Requisitos da tarefa
1) Transcreva do texto sobre a política da água o trecho que vai de "O Médio Oriente" até "da má governação).".
2) Responda, com base no texto sobre a política da água:
(a) Em que dia se assinala o Dia Mundial da Água?
(b) Que países lutaram pela água dos rios Tigre e Eufrates?
(c) Em que ano e em que fórum foi proposta a criação de "círculos de cooperação"?

Texto da página
______
Opinião
Gerir a política da água
O Dia Mundial da Água é a ocasião ideal para lançar uma nova agenda sobre a água. Mas cada dia deve ser um dia em que trabalhamos em conjunto para gerir um dos recursos mais importantes do planeta.
O Dia Mundial da Água, assinalado a 22 de Março, representa uma oportunidade para destacar o que em muitos países se tornou uma triste realidade: o acesso a água potável é, cada vez mais, um factor estratégico nos assuntos regionais e globais. A não ser que os recursos hídricos sejam geridos com extremos cuidado, as consequências podem ser devastadoras.
No ano passado, o World Water Development Report das Nações Unidas chamou, mais uma vez, a atenção para a possibilidade do cada vez maior fosso entre oferta e procura poder gerar conflitos. O Fórum Economico Mundial definiu as crises relacionadas com a água como a ameaça global mais preocupante, mais perigosas do que os ataques terroristas, a turbulência financeira, e mais provável de ocorrer do que o uso de armas de destruição maciça. Pesquisas realizadas pelo Strategic Foresight Group mostraram a importância de uma gestão inteligente: é extremamente improvável que países envolvidos numa gestão conjunta dos recursos hídricos entrem em guerra.
O Médio Oriente é um exemplo trágico do que pode acontecer quando falta cooperação internacional. Iraque, Síria e Turquia lutaram por cada metro cúbico dos rios Tigre e Eufrates. Todos perderam. Agentes não estatais controlam partes importantes das bacias hidrográficas dos dois rios. E a escassez de água agravou a crise de refugiados na região (uma crise que é a apoteose da má governação).
O mais cruel desta tragédia é que ela podia ter sido evitada. Em 2010, no Fórum Norte de África-Ásia Ocidental em Amã, propusemos a criação de "círculos de cooperação", que pretendia institucionalizar a colaboração entre a Iraque, Jordânia, Líbano, Síria, e Turquia, em questões ambientais e hídricas. Um acordo semelhante ajudaria a gerir os recursos ambientais partilhados entre a Jordânia, Israel e Palestina.
______
Excerto dos dados
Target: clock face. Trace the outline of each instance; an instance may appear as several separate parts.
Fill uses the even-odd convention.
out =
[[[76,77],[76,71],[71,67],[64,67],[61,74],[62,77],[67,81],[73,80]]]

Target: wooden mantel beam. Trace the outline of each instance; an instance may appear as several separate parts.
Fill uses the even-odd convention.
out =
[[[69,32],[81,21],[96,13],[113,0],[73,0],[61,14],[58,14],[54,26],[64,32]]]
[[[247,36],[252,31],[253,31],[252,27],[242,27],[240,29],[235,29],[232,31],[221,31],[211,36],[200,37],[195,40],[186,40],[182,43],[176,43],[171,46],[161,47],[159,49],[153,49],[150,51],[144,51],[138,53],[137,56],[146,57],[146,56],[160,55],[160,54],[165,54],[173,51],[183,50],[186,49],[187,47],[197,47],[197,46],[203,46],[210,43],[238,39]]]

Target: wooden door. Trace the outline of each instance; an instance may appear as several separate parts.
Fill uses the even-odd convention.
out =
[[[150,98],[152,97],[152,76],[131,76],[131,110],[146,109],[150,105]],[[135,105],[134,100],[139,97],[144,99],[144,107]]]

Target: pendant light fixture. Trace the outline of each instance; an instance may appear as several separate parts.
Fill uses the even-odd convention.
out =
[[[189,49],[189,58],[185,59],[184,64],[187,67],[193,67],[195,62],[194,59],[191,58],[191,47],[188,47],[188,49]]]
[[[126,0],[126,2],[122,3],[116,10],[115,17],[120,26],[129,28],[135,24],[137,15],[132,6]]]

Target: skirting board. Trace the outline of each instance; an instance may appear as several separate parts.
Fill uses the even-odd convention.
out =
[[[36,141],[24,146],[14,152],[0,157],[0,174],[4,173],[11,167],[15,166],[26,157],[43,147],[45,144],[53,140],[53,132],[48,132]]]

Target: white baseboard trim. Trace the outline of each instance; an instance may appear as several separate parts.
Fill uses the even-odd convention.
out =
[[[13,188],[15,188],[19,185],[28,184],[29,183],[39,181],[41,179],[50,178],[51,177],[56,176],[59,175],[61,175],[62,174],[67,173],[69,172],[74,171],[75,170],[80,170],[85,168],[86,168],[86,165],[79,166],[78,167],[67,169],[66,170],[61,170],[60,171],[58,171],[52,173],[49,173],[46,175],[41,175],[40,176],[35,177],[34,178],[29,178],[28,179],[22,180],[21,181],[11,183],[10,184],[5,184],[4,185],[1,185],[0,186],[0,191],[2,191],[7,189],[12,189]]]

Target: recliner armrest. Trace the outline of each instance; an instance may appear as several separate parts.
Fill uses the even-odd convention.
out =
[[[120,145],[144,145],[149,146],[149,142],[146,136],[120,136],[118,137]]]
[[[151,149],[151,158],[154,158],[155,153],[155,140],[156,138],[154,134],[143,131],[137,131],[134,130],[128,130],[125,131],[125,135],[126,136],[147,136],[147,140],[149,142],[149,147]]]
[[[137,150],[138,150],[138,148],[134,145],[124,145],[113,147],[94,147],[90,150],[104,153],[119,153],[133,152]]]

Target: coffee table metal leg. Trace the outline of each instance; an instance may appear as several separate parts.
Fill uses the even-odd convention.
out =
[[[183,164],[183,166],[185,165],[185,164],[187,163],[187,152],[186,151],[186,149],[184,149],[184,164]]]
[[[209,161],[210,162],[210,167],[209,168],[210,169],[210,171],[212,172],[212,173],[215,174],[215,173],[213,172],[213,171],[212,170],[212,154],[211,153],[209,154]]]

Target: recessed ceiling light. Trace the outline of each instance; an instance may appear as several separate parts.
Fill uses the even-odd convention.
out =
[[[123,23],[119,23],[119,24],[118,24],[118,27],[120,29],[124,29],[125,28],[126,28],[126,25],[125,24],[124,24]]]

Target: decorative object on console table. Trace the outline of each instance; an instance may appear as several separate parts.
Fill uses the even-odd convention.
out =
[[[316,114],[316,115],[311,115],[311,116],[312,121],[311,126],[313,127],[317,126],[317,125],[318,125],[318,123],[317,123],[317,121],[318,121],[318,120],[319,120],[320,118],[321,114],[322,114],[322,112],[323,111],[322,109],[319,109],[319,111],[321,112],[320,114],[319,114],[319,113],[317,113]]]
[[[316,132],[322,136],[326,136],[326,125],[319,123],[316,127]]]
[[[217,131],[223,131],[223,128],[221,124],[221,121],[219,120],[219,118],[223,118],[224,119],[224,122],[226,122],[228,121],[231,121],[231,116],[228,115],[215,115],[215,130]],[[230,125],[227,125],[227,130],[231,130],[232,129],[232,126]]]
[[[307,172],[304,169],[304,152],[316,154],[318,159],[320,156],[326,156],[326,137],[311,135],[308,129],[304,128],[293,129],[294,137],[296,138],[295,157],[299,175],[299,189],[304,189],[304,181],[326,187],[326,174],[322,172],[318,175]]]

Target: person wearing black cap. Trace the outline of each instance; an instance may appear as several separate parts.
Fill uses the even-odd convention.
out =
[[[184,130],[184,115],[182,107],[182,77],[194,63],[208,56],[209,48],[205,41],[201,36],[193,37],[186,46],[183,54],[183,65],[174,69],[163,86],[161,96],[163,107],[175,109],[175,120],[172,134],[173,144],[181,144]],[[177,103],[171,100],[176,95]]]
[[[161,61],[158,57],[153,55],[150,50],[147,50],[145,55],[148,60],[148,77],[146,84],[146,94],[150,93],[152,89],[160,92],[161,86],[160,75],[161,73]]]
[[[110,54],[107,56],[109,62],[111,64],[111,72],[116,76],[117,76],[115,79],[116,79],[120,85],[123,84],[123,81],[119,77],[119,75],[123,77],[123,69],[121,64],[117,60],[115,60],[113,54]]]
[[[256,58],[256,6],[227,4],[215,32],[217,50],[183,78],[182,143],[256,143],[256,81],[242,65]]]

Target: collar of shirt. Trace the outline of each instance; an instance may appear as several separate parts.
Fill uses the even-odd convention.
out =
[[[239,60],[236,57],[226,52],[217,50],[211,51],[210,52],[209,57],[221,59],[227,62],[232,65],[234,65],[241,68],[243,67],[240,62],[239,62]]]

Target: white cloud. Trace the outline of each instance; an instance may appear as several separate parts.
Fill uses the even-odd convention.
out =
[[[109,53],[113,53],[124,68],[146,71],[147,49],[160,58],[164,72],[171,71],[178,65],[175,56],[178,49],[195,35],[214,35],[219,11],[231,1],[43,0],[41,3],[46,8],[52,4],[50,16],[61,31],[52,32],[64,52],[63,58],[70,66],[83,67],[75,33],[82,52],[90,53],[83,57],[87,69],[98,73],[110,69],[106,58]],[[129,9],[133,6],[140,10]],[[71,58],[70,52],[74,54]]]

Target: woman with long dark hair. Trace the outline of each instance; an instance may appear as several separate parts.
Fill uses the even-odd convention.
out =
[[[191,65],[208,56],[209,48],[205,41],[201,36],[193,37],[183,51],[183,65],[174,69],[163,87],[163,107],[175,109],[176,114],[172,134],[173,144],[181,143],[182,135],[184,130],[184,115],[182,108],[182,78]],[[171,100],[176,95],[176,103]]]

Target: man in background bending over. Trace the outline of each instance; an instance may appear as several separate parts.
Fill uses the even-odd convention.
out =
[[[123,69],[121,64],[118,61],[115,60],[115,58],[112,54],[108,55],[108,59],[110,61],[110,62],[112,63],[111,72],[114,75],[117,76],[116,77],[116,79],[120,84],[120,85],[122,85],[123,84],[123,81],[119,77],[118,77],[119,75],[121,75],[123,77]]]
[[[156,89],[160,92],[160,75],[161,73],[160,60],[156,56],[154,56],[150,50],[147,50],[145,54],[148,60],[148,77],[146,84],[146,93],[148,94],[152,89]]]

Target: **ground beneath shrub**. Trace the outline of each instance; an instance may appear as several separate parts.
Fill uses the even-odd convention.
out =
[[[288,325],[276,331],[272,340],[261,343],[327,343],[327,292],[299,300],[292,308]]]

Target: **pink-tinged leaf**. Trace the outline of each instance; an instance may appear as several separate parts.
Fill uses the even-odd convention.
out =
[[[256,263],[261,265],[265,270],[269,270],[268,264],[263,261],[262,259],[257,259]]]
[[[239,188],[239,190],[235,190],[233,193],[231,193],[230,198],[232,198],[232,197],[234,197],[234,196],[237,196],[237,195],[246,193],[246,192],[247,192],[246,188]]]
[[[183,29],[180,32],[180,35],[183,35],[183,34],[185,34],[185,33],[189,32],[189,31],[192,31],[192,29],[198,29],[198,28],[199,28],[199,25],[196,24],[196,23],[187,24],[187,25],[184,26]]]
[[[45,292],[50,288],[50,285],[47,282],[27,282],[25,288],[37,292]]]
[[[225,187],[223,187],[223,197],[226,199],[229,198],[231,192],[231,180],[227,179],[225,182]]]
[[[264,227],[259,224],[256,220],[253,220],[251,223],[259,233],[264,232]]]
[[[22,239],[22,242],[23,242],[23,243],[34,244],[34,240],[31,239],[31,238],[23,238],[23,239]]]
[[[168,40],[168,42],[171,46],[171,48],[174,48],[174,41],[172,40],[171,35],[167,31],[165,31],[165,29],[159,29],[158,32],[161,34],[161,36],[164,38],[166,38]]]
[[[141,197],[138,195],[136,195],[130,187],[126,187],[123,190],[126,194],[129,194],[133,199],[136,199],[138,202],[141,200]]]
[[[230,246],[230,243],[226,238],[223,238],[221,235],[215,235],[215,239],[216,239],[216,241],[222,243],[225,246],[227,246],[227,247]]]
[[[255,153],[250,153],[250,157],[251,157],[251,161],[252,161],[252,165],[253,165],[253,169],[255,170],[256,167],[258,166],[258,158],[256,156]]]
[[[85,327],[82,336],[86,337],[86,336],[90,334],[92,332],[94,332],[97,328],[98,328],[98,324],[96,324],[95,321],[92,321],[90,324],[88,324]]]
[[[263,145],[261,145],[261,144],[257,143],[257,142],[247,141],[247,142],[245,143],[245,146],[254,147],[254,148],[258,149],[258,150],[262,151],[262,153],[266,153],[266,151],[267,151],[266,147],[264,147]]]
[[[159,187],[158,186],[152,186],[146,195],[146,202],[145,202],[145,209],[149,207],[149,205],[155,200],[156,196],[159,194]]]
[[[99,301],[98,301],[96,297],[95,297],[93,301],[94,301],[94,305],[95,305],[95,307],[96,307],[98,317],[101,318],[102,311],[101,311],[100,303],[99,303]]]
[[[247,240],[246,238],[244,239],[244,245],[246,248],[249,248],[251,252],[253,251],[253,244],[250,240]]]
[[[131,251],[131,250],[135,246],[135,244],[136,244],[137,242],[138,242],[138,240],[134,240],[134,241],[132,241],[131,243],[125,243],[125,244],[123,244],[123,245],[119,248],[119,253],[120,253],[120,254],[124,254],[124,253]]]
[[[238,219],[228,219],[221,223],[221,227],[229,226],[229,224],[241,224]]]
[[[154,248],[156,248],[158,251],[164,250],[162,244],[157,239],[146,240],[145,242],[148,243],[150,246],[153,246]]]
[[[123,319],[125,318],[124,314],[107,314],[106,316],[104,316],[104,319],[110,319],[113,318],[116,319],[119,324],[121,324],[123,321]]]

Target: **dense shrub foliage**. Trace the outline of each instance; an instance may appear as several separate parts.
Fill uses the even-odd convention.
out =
______
Respostas do exercício
1)
O Médio Oriente é um exemplo trágico do que pode acontecer quando falta cooperação internacional. Iraque, Síria e Turquia lutaram por cada metro cúbico dos rios Tigre e Eufrates. Todos perderam. Agentes não estatais controlam partes importantes das bacias hidrográficas dos dois rios. E a escassez de água agravou a crise de refugiados na região (uma crise que é a apoteose da má governação).

2)
(a) A 22 de Março.
(b) Iraque, Síria e Turquia.
(c) Em 2010, no Fórum Norte de África-Ásia Ocidental, em Amã.